* **Required work**:
When a picture appears among the records, leave it out, and copy all else exactly.

* **Listed records**:
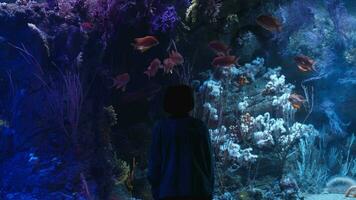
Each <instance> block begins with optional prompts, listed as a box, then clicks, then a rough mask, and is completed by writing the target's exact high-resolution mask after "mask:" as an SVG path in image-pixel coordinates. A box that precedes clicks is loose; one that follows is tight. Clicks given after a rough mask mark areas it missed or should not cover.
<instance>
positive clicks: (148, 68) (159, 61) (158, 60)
mask: <svg viewBox="0 0 356 200" xmlns="http://www.w3.org/2000/svg"><path fill="white" fill-rule="evenodd" d="M160 66H161V61H160V60H159V59H158V58H156V59H154V60H153V61H152V62H151V64H150V66H148V68H147V70H146V71H145V72H144V73H145V74H146V75H147V76H148V78H151V77H153V76H155V75H156V73H157V71H158V69H159V68H160Z"/></svg>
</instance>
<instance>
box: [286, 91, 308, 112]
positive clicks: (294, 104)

* **Task solution**:
Each <instance> block begins with optional prompts, listed as a box, then clicks, then a rough mask, and is completed by writing the target's exact high-resolution mask after "mask:" as an SVG path in image-pixel coordinates. A box that precedes clicks is loose; one that follows is tight. Clicks given after a rough mask mark areas it missed or should not cover.
<instance>
positive clicks: (148, 68) (159, 61) (158, 60)
mask: <svg viewBox="0 0 356 200" xmlns="http://www.w3.org/2000/svg"><path fill="white" fill-rule="evenodd" d="M160 66H161V61H160V60H159V59H158V58H156V59H154V60H153V61H152V62H151V64H150V66H148V68H147V70H146V71H145V72H144V73H145V74H146V75H147V76H148V78H151V77H153V76H155V75H156V73H157V71H158V69H159V68H160Z"/></svg>
</instance>
<instance>
box: [286, 91, 308, 112]
positive clicks: (294, 104)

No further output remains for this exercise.